La riforma concepita dal centrosinistra per il sistema territoriale di governo risultò però un pasticcio. E quanto al consenso popolare, la scarsa partecipazione al referendum approvativo (35%) depotenziò il pronunciamento – che comunque era risultato favorevole a quella revisione. Il centrodestra vittorioso non mancò appunto di annunciare che non ne avrebbe tenuto alcun conto e avrebbe imposto una propria revisione. Cosa che puntualmente fece e che, nel 2006, fu sonoramente battuta da altro referendum, per il quale invece la partecipazione fu largamente sopra la maggioranza degli aventi diritto (52,46%). Detto per inciso: dieci anni dopo vi sarebbe stato lo stesso esito per un analogo tentativo del governo Renzi, con partecipazione al voto ancora più massiccia (65,5%). Lo sbarramento a cambiamenti nell’interesse di una sola parte a colpi di maggioranza limitata sembrò così definitivo. Ma questo è un altro discorso.
Il fatto è che nei Duemila lo scarto tra orientamento delle forze politiche e orientamenti popolari circa la prospettiva di cambiamenti costituzionali si è fatto sempre più grande. Quel che con il passaggio a sistemi elettorali maggioritari era divenuto manifesto – una concezione del potere esplicitamente legata a vedute di parte (ci ritorno più avanti) – ora si proiettava nella materia stessa del disegno costituzionale. Ancora pochi anni e si sarebbe sentito un politico parlare di “pieni poteri”, dopo aver fatto strame della Costituzione.

- **COSA FARE**
• a. Indica se ciascuna di queste affermazioni concorda con il brano sulle riforme costituzionali: (i) al referendum del 2006 partecipò più della metà degli aventi diritto; (ii) il centrodestra annunciò che avrebbe tenuto conto dell'esito del referendum approvativo; (iii) il referendum approvativo si chiuse con un risultato contrario alla revisione. Per ognuna rispondi sì o no e riporta tra virgolette le parole del brano che lo stabiliscono.
• b. Nel brano sulle riforme costituzionali, riscrivi il passo da "Il fatto è che" fino a "strame della Costituzione." compreso, mettendo "Carta costituzionale" al posto di "Costituzione".
• c. Prosegui il brano sulle riforme costituzionali a partire dall'ultima frase.

- **DATI FORNITI**
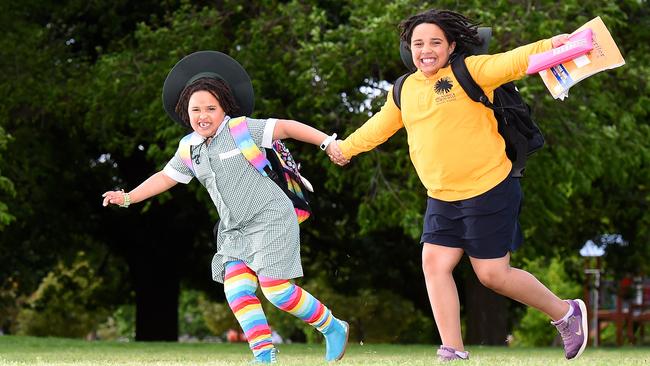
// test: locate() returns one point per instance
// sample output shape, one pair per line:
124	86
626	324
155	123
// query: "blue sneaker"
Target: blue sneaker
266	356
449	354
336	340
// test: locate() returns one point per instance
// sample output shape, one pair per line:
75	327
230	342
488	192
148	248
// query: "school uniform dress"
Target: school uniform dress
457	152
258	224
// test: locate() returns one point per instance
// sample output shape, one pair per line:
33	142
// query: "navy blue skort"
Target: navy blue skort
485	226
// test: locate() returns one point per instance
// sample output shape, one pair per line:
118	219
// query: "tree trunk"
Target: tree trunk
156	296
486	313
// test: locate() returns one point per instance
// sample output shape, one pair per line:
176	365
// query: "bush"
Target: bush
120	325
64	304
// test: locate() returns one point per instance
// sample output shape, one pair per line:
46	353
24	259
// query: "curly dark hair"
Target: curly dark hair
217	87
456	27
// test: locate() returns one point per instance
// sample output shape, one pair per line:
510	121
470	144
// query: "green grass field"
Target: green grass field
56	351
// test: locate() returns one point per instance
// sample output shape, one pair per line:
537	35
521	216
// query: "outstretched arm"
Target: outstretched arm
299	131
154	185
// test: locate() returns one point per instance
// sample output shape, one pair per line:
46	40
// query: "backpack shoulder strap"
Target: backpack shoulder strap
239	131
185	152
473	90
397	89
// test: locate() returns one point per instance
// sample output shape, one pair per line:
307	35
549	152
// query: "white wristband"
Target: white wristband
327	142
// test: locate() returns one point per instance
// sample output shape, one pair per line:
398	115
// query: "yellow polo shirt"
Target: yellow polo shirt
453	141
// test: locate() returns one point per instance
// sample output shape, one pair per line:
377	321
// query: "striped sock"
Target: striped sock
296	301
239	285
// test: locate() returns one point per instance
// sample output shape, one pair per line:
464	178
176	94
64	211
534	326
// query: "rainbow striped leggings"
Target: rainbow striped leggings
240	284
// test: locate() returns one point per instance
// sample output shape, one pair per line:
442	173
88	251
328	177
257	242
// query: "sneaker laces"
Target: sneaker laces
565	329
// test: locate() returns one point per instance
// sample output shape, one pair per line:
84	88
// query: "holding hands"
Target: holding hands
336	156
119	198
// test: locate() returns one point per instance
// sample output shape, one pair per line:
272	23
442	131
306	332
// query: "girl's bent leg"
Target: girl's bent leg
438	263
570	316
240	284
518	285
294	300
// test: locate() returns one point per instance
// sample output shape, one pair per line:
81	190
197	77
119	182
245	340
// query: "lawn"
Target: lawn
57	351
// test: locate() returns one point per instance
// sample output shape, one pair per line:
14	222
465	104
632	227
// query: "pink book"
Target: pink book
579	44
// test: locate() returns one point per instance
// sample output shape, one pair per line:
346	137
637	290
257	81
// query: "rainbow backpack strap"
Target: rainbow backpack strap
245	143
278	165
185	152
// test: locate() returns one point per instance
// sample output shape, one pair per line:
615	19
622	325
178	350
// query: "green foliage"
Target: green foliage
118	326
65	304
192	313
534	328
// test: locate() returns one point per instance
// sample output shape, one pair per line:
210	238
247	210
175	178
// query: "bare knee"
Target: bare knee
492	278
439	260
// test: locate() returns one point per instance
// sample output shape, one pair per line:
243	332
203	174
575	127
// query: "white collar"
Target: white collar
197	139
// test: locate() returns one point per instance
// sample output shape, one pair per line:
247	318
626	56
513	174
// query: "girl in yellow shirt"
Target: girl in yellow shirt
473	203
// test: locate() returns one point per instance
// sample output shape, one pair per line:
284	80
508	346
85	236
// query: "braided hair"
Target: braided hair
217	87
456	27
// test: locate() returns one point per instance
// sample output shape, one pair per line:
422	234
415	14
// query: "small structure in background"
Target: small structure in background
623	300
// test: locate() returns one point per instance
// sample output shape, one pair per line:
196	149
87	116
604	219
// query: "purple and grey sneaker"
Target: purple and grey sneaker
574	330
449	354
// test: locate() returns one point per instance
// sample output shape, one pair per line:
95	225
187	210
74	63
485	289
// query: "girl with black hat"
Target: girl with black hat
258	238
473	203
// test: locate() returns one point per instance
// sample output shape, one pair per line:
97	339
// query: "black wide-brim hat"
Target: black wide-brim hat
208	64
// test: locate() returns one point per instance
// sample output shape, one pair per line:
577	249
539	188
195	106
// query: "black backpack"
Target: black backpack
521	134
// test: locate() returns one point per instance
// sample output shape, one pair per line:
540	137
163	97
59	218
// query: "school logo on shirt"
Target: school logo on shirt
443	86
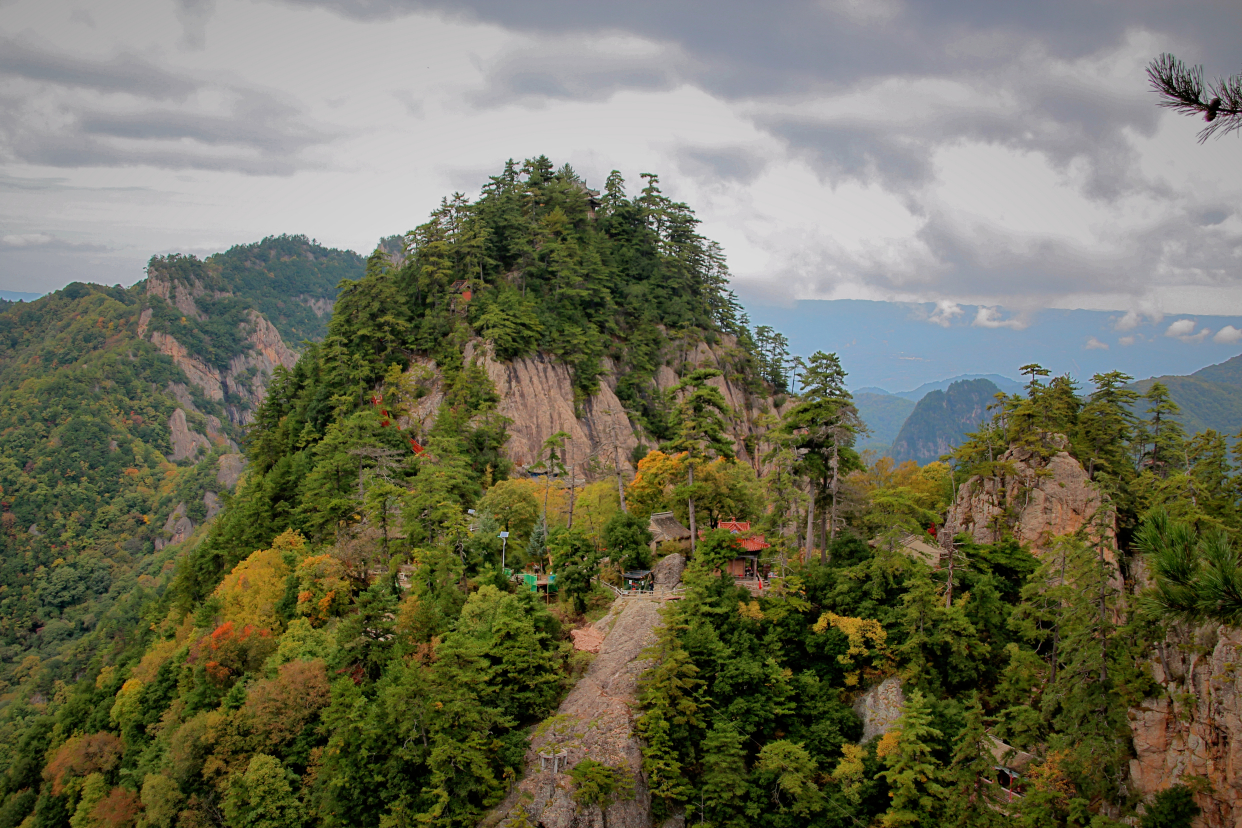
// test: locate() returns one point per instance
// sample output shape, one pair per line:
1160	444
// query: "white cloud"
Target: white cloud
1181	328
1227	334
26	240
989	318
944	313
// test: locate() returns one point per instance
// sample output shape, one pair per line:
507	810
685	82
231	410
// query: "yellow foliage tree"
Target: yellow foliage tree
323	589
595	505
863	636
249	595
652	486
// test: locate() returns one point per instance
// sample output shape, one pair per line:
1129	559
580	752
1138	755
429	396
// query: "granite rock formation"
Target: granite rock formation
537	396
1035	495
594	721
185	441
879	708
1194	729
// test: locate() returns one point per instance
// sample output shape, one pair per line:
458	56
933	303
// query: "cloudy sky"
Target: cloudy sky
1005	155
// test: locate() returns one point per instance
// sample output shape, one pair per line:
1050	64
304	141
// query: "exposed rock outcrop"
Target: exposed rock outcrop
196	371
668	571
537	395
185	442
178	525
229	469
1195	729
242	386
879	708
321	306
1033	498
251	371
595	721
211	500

- **RISPOSTE IN ORDINE**
• a.
(i) Sì: "la partecipazione fu largamente sopra la maggioranza degli aventi diritto (52,46%)".
(ii) No: "non mancò appunto di annunciare che non ne avrebbe tenuto alcun conto".
(iii) No: "che comunque era risultato favorevole a quella revisione".

• b.
Il fatto è che nei Duemila lo scarto tra orientamento delle forze politiche e orientamenti popolari circa la prospettiva di cambiamenti costituzionali si è fatto sempre più grande. Quel che con il passaggio a sistemi elettorali maggioritari era divenuto manifesto – una concezione del potere esplicitamente legata a vedute di parte (ci ritorno più avanti) – ora si proiettava nella materia stessa del disegno costituzionale. Ancora pochi anni e si sarebbe sentito un politico parlare di “pieni poteri”, dopo aver fatto strame della Carta costituzionale.

• c.
3. Dove porta il principio di sussidiarietà
Torniamo a riflettere sullo spazio aperto all’autonoma iniziativa e allo spirito sussidiario di cittadini nel 2001: ripeto, fu una proposta della cittadinanza attiva e del mondo associativo di terzo settore, e aveva tutt’altra valenza da quella che le forze parlamentari del centrosinistra seppero riconoscere. Per quei partiti l’innovazione non era sostenuta da una visione larga e progressiva delle mutazioni necessarie alla democrazia. Concretava piuttosto un tradizionale espediente delle forze partitiche di “allentare i cordoni”, del potere e della borsa, quando c’è crisi di consenso e di rappresentatività. Dare qualche spazio partecipativo, dare qualche sostegno finanziario a formazioni intermedie: alcuni esponenti di primo piano lo dissero anche esplicitamente. Mancava assolutamente la consapevolezza di quello che si stava mettendo in movimento. La politica organizzata e delegata si sarebbe rattrappita sempre più in forme di partito personale, e nel sentire politico diffuso si sarebbe radicalizzata una ondata antipolitica che avrebbe messo a rischio la democrazia stessa. Ma proprio per questo, civismo e sussidiarietà avrebbero dovuto essere intesi come spiraglio aperto su un futuro ben diverso.
Non fu così, i partiti piegavano il principio di sussidiarietà a fornire una sorta di autorizzazione ai poteri locali a “esternalizzare” i servizi pubblici e sociali, per un taglio delle spese. E non videro che soggetti del terzo settore, e soprattutto quelli che si ponevano come cittadinanza attiva ai sensi della Costituzione (realizzare autonomamente interessi generali), stavano dando corso a una ripresa del costituzionalismo con l’apporto di cittadini comuni. A essere franchi, neppure gli studiosi del diritto costituzionale, schierati a difesa della Carta in tempi così tumultuosi, hanno inteso l’importanza di questo fatto nuovo.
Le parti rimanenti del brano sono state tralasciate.